(Natural-language object grounding data)
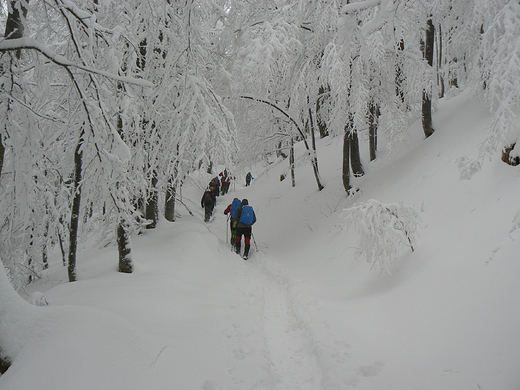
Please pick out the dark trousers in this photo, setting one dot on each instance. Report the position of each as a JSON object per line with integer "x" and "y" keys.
{"x": 208, "y": 210}
{"x": 246, "y": 232}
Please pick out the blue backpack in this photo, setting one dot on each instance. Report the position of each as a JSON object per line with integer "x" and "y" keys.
{"x": 234, "y": 206}
{"x": 247, "y": 215}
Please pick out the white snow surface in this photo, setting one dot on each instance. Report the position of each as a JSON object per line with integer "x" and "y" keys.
{"x": 303, "y": 312}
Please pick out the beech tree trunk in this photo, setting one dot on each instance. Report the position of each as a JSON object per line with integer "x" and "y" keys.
{"x": 373, "y": 118}
{"x": 429, "y": 40}
{"x": 355, "y": 156}
{"x": 322, "y": 125}
{"x": 291, "y": 163}
{"x": 152, "y": 204}
{"x": 346, "y": 160}
{"x": 124, "y": 248}
{"x": 76, "y": 204}
{"x": 169, "y": 207}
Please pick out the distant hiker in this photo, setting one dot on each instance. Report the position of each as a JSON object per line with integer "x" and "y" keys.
{"x": 249, "y": 177}
{"x": 215, "y": 185}
{"x": 245, "y": 217}
{"x": 225, "y": 181}
{"x": 231, "y": 210}
{"x": 208, "y": 203}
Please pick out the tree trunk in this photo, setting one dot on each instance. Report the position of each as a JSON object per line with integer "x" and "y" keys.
{"x": 373, "y": 118}
{"x": 440, "y": 79}
{"x": 124, "y": 248}
{"x": 314, "y": 152}
{"x": 14, "y": 28}
{"x": 357, "y": 167}
{"x": 427, "y": 121}
{"x": 169, "y": 207}
{"x": 399, "y": 78}
{"x": 291, "y": 163}
{"x": 152, "y": 204}
{"x": 322, "y": 125}
{"x": 76, "y": 204}
{"x": 346, "y": 160}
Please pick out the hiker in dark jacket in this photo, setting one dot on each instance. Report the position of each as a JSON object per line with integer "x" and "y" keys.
{"x": 231, "y": 210}
{"x": 214, "y": 184}
{"x": 245, "y": 217}
{"x": 208, "y": 203}
{"x": 249, "y": 177}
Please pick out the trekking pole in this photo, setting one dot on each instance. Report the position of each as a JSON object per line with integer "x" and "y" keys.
{"x": 253, "y": 237}
{"x": 227, "y": 220}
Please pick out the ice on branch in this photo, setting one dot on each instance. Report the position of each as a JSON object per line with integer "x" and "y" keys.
{"x": 383, "y": 229}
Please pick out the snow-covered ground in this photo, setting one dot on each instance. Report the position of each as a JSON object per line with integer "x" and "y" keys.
{"x": 303, "y": 312}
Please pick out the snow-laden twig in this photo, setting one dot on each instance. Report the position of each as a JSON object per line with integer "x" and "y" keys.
{"x": 383, "y": 230}
{"x": 30, "y": 43}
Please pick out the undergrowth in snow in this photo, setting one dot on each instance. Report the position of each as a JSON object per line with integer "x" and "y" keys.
{"x": 304, "y": 312}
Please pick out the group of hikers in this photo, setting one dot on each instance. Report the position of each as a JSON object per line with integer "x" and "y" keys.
{"x": 241, "y": 215}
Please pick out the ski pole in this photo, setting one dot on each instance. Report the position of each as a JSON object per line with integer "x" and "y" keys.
{"x": 253, "y": 237}
{"x": 227, "y": 220}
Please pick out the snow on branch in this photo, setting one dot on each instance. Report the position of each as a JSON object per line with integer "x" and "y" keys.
{"x": 356, "y": 7}
{"x": 383, "y": 230}
{"x": 33, "y": 44}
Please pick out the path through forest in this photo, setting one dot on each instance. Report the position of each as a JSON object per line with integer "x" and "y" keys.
{"x": 282, "y": 329}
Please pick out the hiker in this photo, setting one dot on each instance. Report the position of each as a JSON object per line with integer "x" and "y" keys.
{"x": 215, "y": 185}
{"x": 208, "y": 203}
{"x": 231, "y": 210}
{"x": 245, "y": 217}
{"x": 249, "y": 177}
{"x": 225, "y": 181}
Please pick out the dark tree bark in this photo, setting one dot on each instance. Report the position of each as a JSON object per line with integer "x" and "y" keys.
{"x": 429, "y": 40}
{"x": 399, "y": 77}
{"x": 314, "y": 159}
{"x": 169, "y": 207}
{"x": 322, "y": 125}
{"x": 152, "y": 204}
{"x": 373, "y": 123}
{"x": 357, "y": 167}
{"x": 346, "y": 160}
{"x": 76, "y": 204}
{"x": 124, "y": 249}
{"x": 440, "y": 79}
{"x": 124, "y": 246}
{"x": 291, "y": 163}
{"x": 14, "y": 28}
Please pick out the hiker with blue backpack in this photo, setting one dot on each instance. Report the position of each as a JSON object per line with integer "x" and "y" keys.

* Task description:
What is needed is a verbatim transcription of the records, minus the pictures.

* Solution:
Please pick out the dark trousers in this photo, setting one dot on each instance. Report the position of each as a JSON object per line with integer "x" and "y" keys.
{"x": 208, "y": 210}
{"x": 246, "y": 232}
Please pick out the blue backpack in this photo, setting one dot on each instance. Report the position of each as a JSON object per line with integer "x" and "y" keys.
{"x": 234, "y": 206}
{"x": 247, "y": 215}
Please pick out the white snow surface in this photo, setting one dot on each instance. Report the position of each as a JSON object per line with integer "x" and "y" keys.
{"x": 303, "y": 312}
Please pick out the beech tree trunk in this photo, setting one dot on each instance. Report the position of each as a JSON object per line with integer "x" and "y" keys.
{"x": 373, "y": 118}
{"x": 429, "y": 40}
{"x": 355, "y": 156}
{"x": 322, "y": 125}
{"x": 291, "y": 163}
{"x": 152, "y": 204}
{"x": 346, "y": 160}
{"x": 124, "y": 248}
{"x": 76, "y": 204}
{"x": 169, "y": 207}
Please pick out the distant hiker in this photo, setting one dot on each instance. Report the position of each as a JSON object per line with integer "x" and "y" keys.
{"x": 249, "y": 177}
{"x": 215, "y": 185}
{"x": 245, "y": 217}
{"x": 225, "y": 181}
{"x": 231, "y": 210}
{"x": 208, "y": 203}
Please pick out the tree trunk in this photo, setting one dot on each instance. Report the position of each as a JSON object per line with integer "x" and "y" keys.
{"x": 373, "y": 118}
{"x": 440, "y": 79}
{"x": 124, "y": 248}
{"x": 314, "y": 152}
{"x": 14, "y": 28}
{"x": 357, "y": 167}
{"x": 427, "y": 121}
{"x": 169, "y": 207}
{"x": 399, "y": 78}
{"x": 291, "y": 163}
{"x": 152, "y": 204}
{"x": 322, "y": 125}
{"x": 76, "y": 204}
{"x": 346, "y": 160}
Please pick out the hiker in dark jacket in this photo, setting one dot on each instance. Report the position of each as a JSON object per line with integer "x" and "y" keys.
{"x": 231, "y": 210}
{"x": 214, "y": 184}
{"x": 245, "y": 217}
{"x": 208, "y": 203}
{"x": 249, "y": 177}
Please pick out the trekking pole in this photo, setting one dot on each instance. Report the position of each as a JSON object per line with integer "x" and "y" keys.
{"x": 253, "y": 237}
{"x": 227, "y": 220}
Please pick out the ice on branch in this photo, setting one dot on each instance. Report the position of each as a JSON object per line with integer "x" and "y" keys.
{"x": 383, "y": 229}
Please pick out the snow-covered ground in this photo, setting one dot on each instance. Report the position of each as a JSON object per line with integer "x" and "y" keys.
{"x": 303, "y": 312}
Please pick out the snow-laden twig in this photo, setting one dot on each instance. Report the position of each as a JSON object per line with integer "x" and "y" keys.
{"x": 383, "y": 230}
{"x": 30, "y": 43}
Please pick out the undergrowth in snow in this photo, setting one dot on each instance. Report the position of each as a JSON object per line with integer "x" and "y" keys.
{"x": 304, "y": 312}
Please pick out the group of hikers in this photo, setting one dot on each instance. Report the position of each as a JSON object per line with integer "x" and "y" keys.
{"x": 241, "y": 215}
Please pick out the ski pole in this photo, setting one dot on each instance. Report the position of each as a JSON object per line with integer "x" and "y" keys.
{"x": 253, "y": 237}
{"x": 227, "y": 220}
Please pick out the snow on branch in this photo, setting one dot on each instance. Report the position of each as a JSON object per line with integer "x" and "y" keys.
{"x": 356, "y": 7}
{"x": 383, "y": 230}
{"x": 33, "y": 44}
Please pick out the path through forest in this photo, setting one dot on each instance. Report the position of each as a JSON object per line with integer "x" and "y" keys.
{"x": 282, "y": 329}
Please pick out the hiker in this photo, setting one dot on each instance. Report the position of each as a JSON object per line with integer "x" and "y" keys.
{"x": 215, "y": 185}
{"x": 208, "y": 203}
{"x": 231, "y": 210}
{"x": 245, "y": 217}
{"x": 249, "y": 177}
{"x": 225, "y": 181}
Please pick out the dark tree bark in this photo, setting one dot on each instance. Report the position of each as a JSON object per line with integer "x" and "y" keys.
{"x": 429, "y": 40}
{"x": 399, "y": 77}
{"x": 314, "y": 159}
{"x": 169, "y": 207}
{"x": 322, "y": 125}
{"x": 152, "y": 204}
{"x": 373, "y": 123}
{"x": 357, "y": 167}
{"x": 346, "y": 160}
{"x": 76, "y": 204}
{"x": 124, "y": 249}
{"x": 440, "y": 79}
{"x": 124, "y": 246}
{"x": 291, "y": 163}
{"x": 14, "y": 28}
Please pick out the hiker with blue backpack in this photo, setting one dot on each instance. Report the position of each as a JSON object per line with integer "x" and "y" keys.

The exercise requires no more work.